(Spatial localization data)

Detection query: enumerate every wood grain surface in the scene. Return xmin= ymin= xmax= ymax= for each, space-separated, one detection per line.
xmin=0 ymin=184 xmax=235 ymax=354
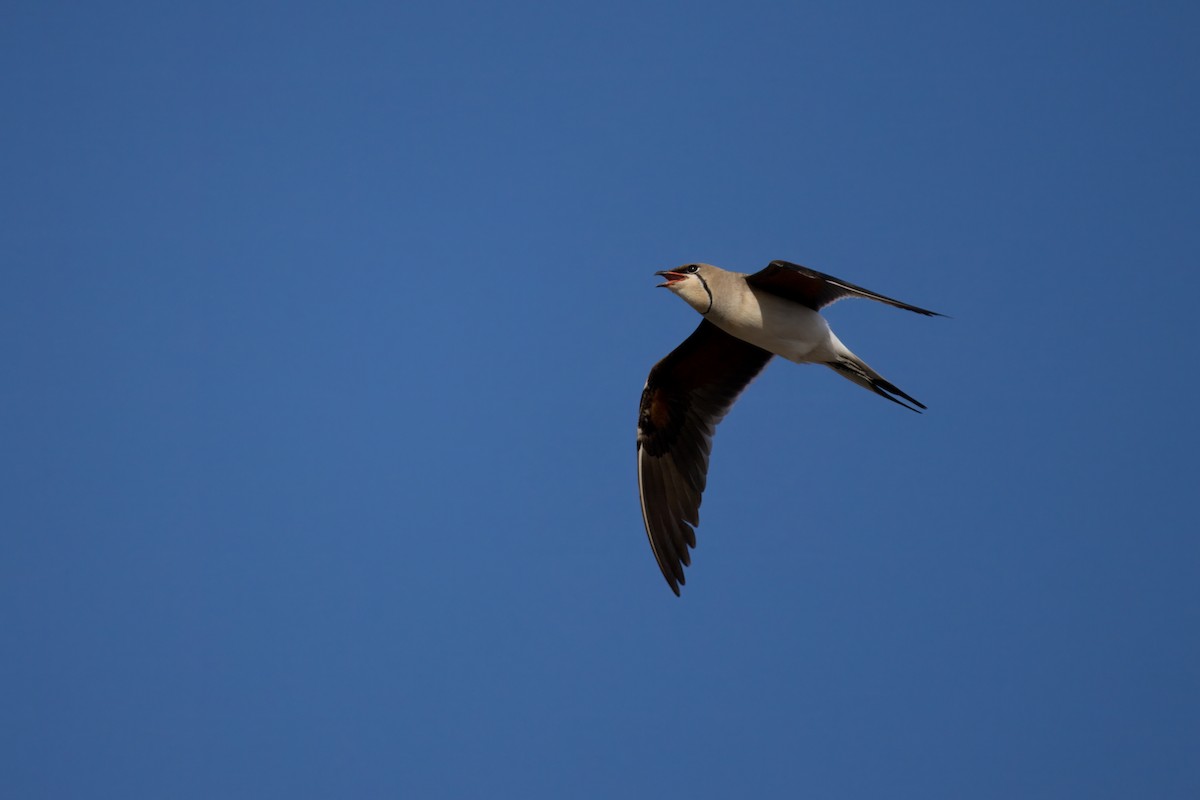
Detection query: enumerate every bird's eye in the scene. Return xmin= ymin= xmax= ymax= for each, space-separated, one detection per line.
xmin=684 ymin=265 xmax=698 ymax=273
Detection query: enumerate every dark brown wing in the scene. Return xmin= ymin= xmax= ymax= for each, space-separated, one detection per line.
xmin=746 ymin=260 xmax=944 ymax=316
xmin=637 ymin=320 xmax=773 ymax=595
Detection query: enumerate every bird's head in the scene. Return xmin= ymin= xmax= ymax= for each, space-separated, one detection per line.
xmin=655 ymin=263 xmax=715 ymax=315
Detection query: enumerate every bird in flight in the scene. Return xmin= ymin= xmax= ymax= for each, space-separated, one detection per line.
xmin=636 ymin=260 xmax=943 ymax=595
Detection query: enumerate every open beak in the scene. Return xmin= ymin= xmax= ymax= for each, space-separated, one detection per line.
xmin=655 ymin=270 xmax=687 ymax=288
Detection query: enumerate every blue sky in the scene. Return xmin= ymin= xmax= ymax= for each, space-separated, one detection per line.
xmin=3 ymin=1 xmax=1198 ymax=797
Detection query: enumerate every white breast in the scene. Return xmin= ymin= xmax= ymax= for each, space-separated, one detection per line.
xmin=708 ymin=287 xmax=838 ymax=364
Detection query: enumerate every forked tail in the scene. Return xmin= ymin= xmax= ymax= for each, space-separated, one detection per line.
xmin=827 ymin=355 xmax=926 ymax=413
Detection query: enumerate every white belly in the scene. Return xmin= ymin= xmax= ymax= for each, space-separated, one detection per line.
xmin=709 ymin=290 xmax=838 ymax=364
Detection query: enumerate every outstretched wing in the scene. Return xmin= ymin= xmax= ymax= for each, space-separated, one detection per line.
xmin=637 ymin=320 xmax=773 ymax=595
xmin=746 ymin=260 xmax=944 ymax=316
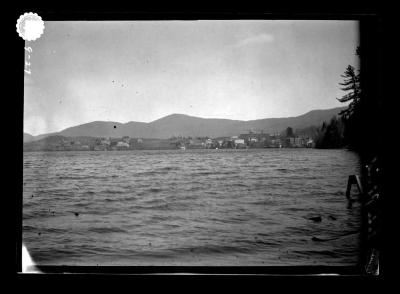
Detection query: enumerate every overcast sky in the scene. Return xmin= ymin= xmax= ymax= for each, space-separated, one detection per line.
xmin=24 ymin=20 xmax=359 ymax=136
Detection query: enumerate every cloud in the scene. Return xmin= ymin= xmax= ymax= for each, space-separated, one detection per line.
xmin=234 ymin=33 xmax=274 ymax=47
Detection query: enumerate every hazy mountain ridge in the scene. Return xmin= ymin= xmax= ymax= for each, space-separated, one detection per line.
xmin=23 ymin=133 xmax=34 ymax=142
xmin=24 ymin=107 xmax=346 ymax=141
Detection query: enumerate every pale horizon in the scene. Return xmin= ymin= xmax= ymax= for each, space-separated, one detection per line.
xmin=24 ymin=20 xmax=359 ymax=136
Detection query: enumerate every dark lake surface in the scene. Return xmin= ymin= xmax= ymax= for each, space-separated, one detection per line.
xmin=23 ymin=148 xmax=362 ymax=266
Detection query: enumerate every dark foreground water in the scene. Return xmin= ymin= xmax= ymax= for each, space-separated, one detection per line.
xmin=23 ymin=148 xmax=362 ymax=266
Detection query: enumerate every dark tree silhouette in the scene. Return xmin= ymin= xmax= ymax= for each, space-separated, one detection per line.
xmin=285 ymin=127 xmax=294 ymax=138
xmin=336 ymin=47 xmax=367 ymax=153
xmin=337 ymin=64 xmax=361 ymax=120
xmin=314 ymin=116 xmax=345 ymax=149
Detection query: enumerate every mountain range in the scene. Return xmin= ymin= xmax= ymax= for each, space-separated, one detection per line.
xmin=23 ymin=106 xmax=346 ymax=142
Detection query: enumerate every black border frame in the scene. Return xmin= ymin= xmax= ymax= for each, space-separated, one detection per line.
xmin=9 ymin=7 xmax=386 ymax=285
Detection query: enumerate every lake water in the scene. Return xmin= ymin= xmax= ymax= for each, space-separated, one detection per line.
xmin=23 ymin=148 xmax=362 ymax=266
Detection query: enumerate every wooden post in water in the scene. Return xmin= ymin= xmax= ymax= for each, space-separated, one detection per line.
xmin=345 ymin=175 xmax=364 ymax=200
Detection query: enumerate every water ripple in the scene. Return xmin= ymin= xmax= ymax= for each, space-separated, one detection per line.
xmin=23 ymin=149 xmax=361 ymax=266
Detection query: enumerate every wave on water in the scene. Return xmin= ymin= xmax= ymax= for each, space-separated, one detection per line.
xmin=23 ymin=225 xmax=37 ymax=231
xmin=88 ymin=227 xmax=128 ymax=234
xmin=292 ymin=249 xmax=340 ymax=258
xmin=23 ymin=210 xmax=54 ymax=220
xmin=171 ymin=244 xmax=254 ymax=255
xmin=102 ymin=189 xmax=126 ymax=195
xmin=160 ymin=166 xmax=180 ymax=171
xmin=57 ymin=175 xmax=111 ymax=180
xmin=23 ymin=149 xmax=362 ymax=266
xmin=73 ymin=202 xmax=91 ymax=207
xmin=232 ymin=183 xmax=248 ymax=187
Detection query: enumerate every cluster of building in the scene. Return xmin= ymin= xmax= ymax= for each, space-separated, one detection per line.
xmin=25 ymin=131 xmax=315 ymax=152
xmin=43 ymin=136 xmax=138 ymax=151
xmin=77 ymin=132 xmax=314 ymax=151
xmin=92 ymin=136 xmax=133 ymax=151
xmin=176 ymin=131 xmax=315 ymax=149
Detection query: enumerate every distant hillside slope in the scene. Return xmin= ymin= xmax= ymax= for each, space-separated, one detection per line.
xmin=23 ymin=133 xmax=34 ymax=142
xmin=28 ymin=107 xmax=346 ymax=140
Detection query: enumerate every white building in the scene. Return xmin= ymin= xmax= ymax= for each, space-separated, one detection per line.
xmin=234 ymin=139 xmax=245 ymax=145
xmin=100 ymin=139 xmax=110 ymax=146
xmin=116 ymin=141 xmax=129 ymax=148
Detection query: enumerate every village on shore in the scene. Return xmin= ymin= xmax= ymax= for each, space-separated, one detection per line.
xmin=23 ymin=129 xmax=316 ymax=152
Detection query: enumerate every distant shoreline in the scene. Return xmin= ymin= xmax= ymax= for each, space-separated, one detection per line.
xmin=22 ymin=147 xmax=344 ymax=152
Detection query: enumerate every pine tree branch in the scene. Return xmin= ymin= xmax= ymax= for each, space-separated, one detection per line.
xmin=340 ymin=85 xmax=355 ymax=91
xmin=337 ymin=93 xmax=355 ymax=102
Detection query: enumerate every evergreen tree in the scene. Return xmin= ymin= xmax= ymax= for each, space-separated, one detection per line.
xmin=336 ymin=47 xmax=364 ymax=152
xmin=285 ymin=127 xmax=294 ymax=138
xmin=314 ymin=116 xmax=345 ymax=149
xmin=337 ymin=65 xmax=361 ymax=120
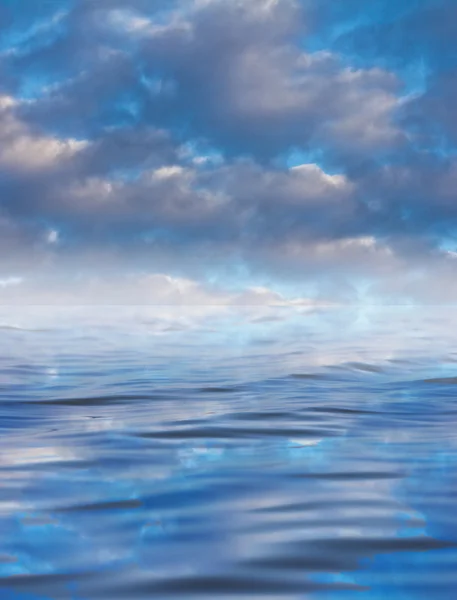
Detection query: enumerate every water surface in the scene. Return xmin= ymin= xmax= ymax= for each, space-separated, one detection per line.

--

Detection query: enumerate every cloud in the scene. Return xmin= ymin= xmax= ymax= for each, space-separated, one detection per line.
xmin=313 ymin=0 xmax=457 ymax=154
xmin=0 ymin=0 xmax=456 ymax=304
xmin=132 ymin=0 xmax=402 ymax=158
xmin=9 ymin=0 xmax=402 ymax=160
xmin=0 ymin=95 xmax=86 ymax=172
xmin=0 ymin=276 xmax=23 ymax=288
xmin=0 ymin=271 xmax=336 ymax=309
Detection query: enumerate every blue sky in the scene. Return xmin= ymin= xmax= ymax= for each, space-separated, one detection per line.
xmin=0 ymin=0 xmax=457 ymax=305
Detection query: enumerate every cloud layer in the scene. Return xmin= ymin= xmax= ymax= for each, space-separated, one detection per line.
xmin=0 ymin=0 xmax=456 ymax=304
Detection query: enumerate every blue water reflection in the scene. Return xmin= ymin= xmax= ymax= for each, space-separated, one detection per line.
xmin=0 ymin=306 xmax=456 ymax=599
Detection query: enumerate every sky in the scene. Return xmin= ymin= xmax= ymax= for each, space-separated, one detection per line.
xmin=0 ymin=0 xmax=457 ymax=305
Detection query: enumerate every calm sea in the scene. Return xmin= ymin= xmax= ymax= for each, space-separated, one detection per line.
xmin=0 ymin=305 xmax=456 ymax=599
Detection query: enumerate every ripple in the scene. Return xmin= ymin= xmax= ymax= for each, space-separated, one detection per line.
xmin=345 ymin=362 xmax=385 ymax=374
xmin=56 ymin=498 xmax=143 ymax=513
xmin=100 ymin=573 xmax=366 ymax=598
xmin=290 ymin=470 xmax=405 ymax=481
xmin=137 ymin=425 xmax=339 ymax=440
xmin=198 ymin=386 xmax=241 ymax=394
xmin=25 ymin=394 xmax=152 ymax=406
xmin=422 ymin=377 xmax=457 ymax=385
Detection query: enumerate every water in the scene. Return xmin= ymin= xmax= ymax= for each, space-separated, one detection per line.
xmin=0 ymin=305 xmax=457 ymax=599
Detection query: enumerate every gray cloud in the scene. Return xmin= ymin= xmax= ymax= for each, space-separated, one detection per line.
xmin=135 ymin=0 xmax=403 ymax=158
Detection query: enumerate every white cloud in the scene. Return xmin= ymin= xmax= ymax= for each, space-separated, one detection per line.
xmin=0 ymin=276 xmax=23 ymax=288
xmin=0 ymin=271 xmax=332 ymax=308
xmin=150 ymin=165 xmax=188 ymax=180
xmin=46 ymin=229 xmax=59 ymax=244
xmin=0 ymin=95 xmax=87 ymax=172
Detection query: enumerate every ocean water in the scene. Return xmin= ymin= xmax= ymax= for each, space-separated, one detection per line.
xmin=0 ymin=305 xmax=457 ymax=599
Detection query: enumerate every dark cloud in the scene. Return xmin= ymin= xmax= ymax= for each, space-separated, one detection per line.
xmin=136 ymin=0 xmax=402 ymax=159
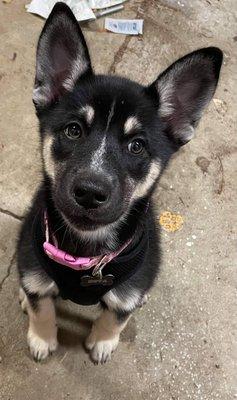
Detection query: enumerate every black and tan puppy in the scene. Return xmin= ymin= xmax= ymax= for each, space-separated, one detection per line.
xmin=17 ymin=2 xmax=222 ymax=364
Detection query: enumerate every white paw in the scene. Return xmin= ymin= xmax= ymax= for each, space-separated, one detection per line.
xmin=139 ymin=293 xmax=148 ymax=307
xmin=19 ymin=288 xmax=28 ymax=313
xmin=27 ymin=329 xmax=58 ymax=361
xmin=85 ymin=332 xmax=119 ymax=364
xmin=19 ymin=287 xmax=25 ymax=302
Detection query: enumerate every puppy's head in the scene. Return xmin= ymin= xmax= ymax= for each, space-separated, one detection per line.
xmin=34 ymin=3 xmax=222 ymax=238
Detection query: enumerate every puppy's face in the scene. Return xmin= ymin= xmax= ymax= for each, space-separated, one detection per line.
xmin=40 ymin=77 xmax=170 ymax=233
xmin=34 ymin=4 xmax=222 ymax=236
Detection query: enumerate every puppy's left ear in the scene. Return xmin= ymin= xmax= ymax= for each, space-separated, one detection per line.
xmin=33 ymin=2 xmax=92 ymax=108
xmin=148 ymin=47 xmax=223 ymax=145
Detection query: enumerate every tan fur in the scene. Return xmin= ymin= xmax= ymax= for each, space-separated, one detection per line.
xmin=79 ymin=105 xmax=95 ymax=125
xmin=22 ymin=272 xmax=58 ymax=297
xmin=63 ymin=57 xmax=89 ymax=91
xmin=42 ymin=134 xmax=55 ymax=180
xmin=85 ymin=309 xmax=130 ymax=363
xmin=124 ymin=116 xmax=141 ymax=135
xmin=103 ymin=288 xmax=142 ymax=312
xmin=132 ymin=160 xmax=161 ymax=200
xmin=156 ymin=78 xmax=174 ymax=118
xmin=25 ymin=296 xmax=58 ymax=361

How to complete this task >> Every line from the one with "Detection query: enumerate every white building" through the one with "Detection query: enumerate every water surface" is to be reproduced exactly as written above, and the pictures are to be dropped.

Written response >>
Detection query: enumerate every white building in the scene. Return xmin= ymin= xmax= ymax= for each, space-separated, one detection per line.
xmin=234 ymin=139 xmax=245 ymax=145
xmin=100 ymin=139 xmax=110 ymax=146
xmin=116 ymin=141 xmax=129 ymax=148
Detection query: enumerate every village on shore in the scene. Return xmin= ymin= xmax= ymax= for each, space-separated, one detection per line.
xmin=23 ymin=129 xmax=316 ymax=152
Detection query: enumerate every distant shoreline in the scene. Return xmin= ymin= xmax= ymax= for each, space-separated, one detection per line.
xmin=22 ymin=147 xmax=344 ymax=152
Detection query: enumerate every pine tree branch in the scene. Return xmin= ymin= xmax= ymax= for each, space-separated, one detection per line.
xmin=340 ymin=85 xmax=355 ymax=91
xmin=337 ymin=93 xmax=355 ymax=102
Detection query: enumerate every evergreen tree in the scene. Return xmin= ymin= xmax= ymax= for each, space-separated, one detection per line.
xmin=336 ymin=47 xmax=364 ymax=152
xmin=285 ymin=127 xmax=294 ymax=138
xmin=314 ymin=116 xmax=345 ymax=149
xmin=337 ymin=65 xmax=361 ymax=120
Detection query: enumerate every water surface in the scene. Return xmin= ymin= xmax= ymax= for each, space-separated, one detection per line.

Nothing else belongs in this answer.